Gather every line of the records that contains the word "tree" and copy each one out.

[A block of data]
++++++

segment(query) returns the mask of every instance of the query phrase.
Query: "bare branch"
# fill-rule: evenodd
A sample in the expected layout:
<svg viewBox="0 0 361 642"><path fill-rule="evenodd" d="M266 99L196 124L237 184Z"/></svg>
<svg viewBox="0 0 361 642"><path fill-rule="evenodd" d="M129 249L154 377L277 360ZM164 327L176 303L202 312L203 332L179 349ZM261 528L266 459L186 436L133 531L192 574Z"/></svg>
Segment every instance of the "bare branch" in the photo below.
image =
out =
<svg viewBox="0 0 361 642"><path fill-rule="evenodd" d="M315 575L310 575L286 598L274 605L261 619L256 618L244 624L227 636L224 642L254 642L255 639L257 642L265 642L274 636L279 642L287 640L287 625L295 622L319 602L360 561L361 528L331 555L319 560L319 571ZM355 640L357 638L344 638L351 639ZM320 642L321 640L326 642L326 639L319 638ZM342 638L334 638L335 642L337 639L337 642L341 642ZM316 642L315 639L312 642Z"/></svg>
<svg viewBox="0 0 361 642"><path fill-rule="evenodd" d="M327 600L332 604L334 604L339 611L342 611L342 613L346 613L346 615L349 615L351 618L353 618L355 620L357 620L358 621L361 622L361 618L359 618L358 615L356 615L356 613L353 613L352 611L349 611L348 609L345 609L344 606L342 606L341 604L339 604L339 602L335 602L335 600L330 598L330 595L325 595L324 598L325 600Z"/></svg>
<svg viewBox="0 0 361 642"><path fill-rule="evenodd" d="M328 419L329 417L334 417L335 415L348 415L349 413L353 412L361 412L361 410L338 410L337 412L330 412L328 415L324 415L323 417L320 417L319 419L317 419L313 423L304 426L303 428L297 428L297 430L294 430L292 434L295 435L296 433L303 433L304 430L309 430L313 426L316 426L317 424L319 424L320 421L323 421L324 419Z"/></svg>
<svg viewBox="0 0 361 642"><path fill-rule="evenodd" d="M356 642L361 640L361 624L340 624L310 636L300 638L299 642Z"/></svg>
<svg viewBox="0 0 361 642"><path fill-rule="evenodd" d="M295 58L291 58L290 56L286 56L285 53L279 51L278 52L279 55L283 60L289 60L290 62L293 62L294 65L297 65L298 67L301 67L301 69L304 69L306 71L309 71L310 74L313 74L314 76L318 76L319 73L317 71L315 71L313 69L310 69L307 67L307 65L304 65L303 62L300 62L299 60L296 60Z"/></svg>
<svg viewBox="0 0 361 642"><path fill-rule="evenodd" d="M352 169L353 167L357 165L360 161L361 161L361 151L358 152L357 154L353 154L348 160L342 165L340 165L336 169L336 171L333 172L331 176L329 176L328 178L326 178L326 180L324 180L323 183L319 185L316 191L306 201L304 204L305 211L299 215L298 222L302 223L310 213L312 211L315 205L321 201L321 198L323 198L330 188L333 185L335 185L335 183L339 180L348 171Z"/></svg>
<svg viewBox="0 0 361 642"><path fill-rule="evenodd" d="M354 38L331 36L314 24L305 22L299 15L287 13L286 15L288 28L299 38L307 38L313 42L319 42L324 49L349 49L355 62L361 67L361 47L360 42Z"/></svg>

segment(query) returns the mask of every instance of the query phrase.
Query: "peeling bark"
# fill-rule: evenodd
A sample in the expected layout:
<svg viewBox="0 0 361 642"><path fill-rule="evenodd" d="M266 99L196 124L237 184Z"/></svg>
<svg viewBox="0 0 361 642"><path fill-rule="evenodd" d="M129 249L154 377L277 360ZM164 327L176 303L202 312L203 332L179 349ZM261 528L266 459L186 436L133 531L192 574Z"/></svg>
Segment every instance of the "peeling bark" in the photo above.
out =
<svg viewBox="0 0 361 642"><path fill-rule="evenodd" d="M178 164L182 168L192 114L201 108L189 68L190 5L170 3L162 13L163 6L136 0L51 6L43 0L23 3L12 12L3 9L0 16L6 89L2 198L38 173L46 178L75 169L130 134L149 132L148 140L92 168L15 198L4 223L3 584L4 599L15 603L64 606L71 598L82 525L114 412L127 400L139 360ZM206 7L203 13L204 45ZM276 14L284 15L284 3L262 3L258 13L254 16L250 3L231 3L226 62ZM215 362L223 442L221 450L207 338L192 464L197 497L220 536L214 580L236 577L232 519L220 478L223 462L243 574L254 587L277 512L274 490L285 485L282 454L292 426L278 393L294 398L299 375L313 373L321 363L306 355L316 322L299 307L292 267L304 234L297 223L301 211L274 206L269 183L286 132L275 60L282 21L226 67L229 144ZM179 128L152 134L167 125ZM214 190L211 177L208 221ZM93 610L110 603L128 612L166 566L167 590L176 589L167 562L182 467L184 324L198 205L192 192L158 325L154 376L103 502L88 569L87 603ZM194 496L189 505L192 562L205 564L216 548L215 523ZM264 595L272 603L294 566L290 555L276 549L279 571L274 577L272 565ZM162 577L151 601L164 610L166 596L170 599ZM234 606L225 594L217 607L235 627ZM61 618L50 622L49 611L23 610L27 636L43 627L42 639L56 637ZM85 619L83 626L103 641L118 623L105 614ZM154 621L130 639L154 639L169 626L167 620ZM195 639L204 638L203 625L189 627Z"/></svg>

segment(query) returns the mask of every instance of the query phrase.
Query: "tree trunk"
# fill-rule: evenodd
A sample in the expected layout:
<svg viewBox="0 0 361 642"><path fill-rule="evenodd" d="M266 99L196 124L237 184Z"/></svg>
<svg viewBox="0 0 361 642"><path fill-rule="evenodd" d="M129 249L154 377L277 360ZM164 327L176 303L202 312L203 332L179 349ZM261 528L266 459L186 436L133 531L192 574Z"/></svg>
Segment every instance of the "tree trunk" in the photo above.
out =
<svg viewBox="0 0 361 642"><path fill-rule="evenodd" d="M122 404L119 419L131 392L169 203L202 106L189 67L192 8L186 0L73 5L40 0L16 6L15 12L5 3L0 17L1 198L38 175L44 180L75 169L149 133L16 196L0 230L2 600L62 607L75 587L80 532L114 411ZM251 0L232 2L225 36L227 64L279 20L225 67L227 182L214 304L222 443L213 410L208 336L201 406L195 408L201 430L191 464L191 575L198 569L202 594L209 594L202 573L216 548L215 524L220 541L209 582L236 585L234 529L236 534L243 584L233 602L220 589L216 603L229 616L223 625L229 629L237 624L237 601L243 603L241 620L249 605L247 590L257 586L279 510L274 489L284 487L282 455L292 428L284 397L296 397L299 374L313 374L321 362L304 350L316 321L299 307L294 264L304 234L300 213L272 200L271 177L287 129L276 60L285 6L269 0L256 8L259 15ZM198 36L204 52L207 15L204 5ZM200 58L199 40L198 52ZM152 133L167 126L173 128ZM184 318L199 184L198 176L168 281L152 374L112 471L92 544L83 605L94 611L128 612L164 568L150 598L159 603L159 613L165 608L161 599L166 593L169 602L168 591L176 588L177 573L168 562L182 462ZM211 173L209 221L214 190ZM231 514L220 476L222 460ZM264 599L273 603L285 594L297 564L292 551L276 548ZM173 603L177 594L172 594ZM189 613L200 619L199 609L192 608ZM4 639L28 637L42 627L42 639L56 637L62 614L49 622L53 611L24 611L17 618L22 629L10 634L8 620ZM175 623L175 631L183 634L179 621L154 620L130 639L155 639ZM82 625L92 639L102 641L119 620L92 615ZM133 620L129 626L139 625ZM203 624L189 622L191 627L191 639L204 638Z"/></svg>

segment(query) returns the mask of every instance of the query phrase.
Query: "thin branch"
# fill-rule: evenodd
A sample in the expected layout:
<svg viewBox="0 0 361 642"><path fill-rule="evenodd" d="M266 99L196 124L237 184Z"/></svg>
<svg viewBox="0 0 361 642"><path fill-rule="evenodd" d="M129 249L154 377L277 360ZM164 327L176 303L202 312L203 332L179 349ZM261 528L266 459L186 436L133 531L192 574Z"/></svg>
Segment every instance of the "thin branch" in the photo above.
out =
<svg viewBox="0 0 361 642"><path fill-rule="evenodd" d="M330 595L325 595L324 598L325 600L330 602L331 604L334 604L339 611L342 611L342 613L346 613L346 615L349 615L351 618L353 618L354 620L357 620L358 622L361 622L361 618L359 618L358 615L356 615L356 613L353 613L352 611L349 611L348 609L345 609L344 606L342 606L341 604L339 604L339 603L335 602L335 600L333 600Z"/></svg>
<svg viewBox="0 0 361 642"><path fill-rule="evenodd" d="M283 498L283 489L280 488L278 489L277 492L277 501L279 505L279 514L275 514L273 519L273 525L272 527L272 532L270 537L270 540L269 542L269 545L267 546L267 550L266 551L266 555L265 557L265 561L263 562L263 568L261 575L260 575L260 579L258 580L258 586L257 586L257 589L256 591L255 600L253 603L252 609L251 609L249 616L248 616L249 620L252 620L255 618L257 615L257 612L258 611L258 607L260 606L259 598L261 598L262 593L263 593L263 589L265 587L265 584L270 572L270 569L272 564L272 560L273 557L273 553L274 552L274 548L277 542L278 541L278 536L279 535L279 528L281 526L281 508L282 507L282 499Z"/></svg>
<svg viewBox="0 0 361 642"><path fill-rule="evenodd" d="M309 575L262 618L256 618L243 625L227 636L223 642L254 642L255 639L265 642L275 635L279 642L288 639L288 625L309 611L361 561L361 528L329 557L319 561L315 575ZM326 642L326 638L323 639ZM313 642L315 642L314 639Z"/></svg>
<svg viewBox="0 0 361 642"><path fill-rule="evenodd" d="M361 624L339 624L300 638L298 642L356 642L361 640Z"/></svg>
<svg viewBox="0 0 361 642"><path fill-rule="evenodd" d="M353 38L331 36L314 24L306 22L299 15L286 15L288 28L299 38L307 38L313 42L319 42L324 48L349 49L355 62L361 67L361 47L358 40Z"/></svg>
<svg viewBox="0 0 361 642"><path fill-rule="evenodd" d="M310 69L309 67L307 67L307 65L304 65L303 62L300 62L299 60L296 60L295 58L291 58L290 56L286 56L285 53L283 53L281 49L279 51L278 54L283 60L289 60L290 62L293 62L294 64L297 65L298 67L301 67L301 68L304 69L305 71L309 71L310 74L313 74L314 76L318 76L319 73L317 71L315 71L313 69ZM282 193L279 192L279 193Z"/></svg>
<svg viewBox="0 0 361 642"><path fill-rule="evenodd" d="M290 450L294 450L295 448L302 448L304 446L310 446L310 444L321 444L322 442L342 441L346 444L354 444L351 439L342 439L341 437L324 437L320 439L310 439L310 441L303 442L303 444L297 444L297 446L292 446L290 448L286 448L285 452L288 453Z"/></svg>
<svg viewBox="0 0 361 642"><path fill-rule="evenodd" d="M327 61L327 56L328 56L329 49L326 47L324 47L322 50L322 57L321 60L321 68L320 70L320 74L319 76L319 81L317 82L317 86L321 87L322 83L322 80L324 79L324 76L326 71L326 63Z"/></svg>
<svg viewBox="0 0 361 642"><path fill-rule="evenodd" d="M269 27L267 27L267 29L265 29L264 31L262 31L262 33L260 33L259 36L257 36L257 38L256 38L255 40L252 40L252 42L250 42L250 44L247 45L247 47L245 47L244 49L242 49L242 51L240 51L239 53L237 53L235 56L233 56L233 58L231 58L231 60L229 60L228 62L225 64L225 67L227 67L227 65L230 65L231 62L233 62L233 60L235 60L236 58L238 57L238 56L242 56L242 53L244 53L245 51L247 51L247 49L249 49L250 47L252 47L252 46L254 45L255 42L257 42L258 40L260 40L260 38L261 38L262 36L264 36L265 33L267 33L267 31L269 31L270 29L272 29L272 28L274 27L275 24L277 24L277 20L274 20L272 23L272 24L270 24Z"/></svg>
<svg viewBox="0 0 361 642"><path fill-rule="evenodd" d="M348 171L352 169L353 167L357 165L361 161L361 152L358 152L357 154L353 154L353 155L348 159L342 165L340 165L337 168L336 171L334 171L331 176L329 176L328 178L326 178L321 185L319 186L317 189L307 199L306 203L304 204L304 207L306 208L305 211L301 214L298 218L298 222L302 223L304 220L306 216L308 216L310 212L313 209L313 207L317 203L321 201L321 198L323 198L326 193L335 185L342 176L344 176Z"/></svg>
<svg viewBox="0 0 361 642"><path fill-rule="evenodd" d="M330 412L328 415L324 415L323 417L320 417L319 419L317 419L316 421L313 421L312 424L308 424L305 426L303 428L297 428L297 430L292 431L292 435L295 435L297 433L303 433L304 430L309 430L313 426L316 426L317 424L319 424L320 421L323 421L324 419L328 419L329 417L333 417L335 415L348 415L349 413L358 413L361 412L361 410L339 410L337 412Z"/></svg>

++++++

_RESULT:_
Query: "tree trunk"
Segment every instance of the "tree trunk" in the photo above.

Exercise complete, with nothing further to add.